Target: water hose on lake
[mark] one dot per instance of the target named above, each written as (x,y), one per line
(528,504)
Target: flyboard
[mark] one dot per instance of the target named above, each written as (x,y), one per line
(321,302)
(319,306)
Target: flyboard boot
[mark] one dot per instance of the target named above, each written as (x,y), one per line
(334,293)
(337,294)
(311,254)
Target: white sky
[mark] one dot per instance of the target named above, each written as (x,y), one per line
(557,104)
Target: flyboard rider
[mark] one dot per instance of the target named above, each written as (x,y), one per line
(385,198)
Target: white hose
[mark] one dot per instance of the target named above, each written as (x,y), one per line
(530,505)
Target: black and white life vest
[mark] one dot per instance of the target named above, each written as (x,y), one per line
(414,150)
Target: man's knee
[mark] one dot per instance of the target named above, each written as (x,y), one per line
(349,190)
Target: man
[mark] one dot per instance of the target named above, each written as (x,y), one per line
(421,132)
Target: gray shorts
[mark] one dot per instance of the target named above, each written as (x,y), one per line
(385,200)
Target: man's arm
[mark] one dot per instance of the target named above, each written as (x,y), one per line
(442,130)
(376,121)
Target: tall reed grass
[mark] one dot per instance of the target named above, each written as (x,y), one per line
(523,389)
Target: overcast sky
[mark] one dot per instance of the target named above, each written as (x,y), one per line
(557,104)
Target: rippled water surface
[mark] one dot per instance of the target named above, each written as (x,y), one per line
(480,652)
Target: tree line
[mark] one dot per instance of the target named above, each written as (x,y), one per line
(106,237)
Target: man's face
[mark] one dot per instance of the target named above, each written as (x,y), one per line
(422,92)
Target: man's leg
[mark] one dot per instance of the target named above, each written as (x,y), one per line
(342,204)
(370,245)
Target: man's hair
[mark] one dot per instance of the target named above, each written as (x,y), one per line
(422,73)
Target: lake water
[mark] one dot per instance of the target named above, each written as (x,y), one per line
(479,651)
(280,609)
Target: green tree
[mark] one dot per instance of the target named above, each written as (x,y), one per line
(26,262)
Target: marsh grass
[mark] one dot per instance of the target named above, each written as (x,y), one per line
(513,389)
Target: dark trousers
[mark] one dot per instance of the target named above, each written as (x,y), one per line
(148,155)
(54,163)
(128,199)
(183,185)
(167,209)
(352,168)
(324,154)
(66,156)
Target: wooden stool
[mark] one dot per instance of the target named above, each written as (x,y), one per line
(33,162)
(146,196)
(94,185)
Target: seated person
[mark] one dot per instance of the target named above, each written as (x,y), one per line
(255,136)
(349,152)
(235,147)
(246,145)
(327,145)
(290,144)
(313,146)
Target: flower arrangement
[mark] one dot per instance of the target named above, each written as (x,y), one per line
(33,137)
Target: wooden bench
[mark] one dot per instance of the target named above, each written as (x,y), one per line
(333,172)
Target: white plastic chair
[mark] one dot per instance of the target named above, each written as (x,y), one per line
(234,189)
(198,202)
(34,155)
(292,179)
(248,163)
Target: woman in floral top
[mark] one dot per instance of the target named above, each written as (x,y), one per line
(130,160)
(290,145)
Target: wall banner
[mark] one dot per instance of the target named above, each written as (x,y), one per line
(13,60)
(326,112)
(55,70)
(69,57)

= = = = = = =

Exact copies of all the lines above are required.

Finished task:
Target: water hose on lake
[mark] one dot per instance of the target named above, each written as (x,y), one per line
(528,504)
Target: flyboard
[mark] one dot per instance of the target named above, each written as (x,y), one per line
(321,302)
(319,306)
Target: flyboard boot
[mark] one dot per instance of the target named above, each written as (x,y), one per line
(334,293)
(337,294)
(311,254)
Target: white sky
[mark] one dot per instance of the target named above, each written as (x,y), one per line
(557,104)
Target: flyboard rider
[mark] one dot per instance of the target named above, each written as (x,y), one per line
(385,198)
Target: white hose
[mark] one dot per instance of the target named above, each written as (x,y), one per line
(530,505)
Target: black and white life vest
[mark] one dot per instance of the target named above, each written as (x,y), one per line
(414,150)
Target: man's knee
[mark] one dot per instance of the target named above, each written as (x,y), one per line
(349,190)
Target: man
[mark] one dot per instance of the target named above, each written as (x,y), one per line
(421,132)
Target: gray shorts
[mark] one dot per instance of the target named above, each written as (x,y), one per line
(385,200)
Target: man's arm
[mark] one dot per instance of the target named above, each written as (x,y), one per line
(442,130)
(376,121)
Target: tall reed grass
[mark] one dot per instance of the target named above, each written as (x,y), one per line
(523,389)
Target: overcast sky
[mark] one dot per instance of the target named above, each written as (x,y), one per line
(557,104)
Target: rippled water surface
[mark] one dot per instance of the target named above, each written as (x,y), one per line
(480,652)
Target: tree line
[mark] one dot per instance of the target named above, each written as (x,y), one per line
(106,237)
Target: man's face
[mark] one dot per instance of the target named above, each written as (x,y), one per line
(422,92)
Target: man's leg
[mark] one dot per instance of the target named above, each written as (x,y), one per line
(342,204)
(370,245)
Target: man's hair
[mark] one dot per instance of the target named above, each written as (x,y), one per line
(422,73)
Target: lake water
[mark] one dot per instance of the target named above, each written as (x,y), one per line
(479,651)
(280,609)
Target: green tree
[mark] one dot per instance of the target named above, each written as (x,y), one per line
(26,262)
Target: marsh grass
[mark] one dot per instance of the target named above, each written as (x,y), one per line
(513,389)
Target: dark trousers
[mark] one dot per instance of the target named above, each written as (x,y), one per line
(148,155)
(54,163)
(128,199)
(183,185)
(167,209)
(352,168)
(324,154)
(66,156)
Target: wooden stool
[mark] one dot per instance of the target named above, each written as (x,y), one per line
(33,162)
(146,196)
(94,185)
Target: seated person
[mark] one dot per instance of the target named above, each written as (x,y), one per line
(255,136)
(349,152)
(235,147)
(246,145)
(327,145)
(290,144)
(313,146)
Target: flower arrangement
[mark] one dot per instance of the target named above, each written as (x,y), one per line
(33,137)
Target: wooden bench
[mark] one dot per instance of the target named above, each written as (x,y), one per line
(333,172)
Target: white plastic chair
[mark] one dot per instance of the target named above, each written as (x,y), one per line
(234,189)
(198,202)
(34,155)
(292,179)
(248,163)
Target: woman in floral top
[mark] one dot per instance of the target named above, each written as (x,y), one per line
(130,160)
(290,145)
Target: wall banner
[mark] one dot per instance of the target named above, each written as (x,y), one per line
(13,60)
(326,112)
(55,70)
(69,57)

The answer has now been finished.